- [Texte d'étude]:

La mairie d’Amsterdam vient d’annoncer de nouvelles fermetures de coffees shops dans le centre urbain de la ville, au sein du fameux Red Light District. Un long projet de rénovation débute dans ce quartier en proie à une forte criminalité, les développements seront concentrés autour de points stratégiques et entraîneront donc la fermeture maximum de 26 coffees shops. Rosendaal et Bergen op Zoom, les deux communes néerlandaises les plus proches de la frontière belge ont vu aussi disparaître dernièrement les 8 coffees shops qui faisaient la joie des touristes français et belges.
Il faut remonter à la fin des années 60 pour comprendre l’attitude tolérante des Pays-Bas à l’égard de la consommation des drogues douces. A l’époque, cette politique visait à distinguer les usagers de cannabis et de haschich, des trafiquants de drogues dures dès lors marginalisés et plus facilement appréhendés. Un programme d’échange de seringues propres protégeait aussi les drogués eux-mêmes. Depuis 1976, les coffees shops sont tolérés et donnent aux Pays-Bas l’allure d’un pays en avance sur ses voisins européens, affichant un modèle de tolérance jusque là inégalé et attirant chaque semaine un nombre impressionnant de touristes.

- [Jeu de données]:
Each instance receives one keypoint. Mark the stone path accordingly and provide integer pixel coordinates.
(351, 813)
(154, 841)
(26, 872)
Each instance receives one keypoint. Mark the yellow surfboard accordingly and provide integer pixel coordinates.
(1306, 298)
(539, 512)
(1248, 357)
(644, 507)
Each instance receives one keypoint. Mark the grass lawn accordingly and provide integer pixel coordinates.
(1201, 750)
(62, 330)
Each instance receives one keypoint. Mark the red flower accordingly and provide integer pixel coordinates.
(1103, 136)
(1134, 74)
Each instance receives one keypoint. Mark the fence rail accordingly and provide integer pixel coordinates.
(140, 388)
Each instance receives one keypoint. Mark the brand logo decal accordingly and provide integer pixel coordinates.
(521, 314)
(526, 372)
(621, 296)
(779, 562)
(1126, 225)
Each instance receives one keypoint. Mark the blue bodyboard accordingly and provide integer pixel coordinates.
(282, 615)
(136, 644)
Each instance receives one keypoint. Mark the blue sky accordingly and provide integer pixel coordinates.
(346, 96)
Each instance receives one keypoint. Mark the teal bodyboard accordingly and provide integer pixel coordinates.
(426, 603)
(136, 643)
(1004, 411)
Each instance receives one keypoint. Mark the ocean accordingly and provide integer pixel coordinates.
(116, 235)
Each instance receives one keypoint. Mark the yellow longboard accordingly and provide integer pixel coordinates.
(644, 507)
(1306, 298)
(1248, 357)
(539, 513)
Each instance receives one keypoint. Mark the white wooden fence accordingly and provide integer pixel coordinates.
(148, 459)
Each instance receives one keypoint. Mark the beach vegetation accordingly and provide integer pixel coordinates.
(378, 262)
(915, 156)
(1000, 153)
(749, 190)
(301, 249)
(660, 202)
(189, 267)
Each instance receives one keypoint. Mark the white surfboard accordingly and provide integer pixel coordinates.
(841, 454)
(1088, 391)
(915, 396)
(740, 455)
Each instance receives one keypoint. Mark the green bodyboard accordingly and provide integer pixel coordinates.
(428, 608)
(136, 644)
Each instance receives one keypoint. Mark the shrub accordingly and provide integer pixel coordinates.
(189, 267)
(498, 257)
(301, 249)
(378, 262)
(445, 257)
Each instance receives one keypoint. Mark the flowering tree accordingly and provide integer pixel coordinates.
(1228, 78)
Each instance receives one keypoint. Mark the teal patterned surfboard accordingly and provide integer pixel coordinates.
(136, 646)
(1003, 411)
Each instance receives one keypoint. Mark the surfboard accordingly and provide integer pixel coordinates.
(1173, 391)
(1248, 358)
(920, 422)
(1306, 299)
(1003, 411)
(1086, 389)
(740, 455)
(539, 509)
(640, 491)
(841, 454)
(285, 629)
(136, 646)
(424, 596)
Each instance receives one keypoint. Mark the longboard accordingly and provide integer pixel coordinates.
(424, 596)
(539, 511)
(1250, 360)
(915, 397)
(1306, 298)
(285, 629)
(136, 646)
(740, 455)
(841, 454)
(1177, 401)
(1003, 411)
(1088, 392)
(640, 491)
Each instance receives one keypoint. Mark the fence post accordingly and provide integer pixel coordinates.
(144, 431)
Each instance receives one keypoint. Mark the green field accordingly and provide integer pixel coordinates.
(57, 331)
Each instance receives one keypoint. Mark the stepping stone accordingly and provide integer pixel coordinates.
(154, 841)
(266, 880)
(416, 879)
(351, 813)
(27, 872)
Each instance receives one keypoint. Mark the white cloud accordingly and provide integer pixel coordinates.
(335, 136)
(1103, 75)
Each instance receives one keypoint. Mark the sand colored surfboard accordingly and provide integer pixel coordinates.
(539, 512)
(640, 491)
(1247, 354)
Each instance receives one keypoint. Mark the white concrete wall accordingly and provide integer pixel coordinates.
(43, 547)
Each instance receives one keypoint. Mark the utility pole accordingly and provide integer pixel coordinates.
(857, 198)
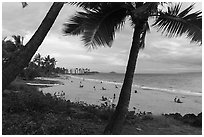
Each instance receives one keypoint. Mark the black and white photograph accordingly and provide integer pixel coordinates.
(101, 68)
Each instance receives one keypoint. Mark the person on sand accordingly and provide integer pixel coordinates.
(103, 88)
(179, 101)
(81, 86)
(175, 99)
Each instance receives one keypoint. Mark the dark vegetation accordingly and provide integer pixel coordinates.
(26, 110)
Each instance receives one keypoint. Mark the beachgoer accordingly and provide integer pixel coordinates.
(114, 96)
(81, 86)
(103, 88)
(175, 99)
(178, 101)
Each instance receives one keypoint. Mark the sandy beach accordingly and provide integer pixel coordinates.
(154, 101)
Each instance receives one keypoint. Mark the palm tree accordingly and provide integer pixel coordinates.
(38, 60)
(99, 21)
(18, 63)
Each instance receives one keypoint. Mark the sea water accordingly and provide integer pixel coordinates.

- [Consignes]:
Répondez à ces questions sur le texte consacré aux coffees shops des Pays-Bas :
1. Combien de coffees shops au maximum doivent fermer dans le quartier du Red Light District ?
2. Quelles sont les deux communes néerlandaises les plus proches de la frontière belge ?
3. Depuis quelle année les coffees shops sont-ils tolérés aux Pays-Bas ?

- [Travail rendu]:
1. 26 coffees shops au maximum.
2. Rosendaal et Bergen op Zoom.
3. Depuis 1976.